** WHAT YOU SHOULD DO **
Render every line of the entries below as a numbered list, omitting any blank lines.
-- START OF RECORDS SUPPLIED --
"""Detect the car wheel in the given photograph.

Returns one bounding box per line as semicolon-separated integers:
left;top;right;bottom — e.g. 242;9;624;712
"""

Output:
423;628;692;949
-- END OF RECORDS SUPPLIED --
** SOLVED PROBLEM **
1. """Detect the car wheel in the given photograph.
2. Returns one bounding box per line as semicolon-separated integers:
3. left;top;right;bottom — e.g. 242;9;624;712
4. """
5. Output:
6. 423;628;692;949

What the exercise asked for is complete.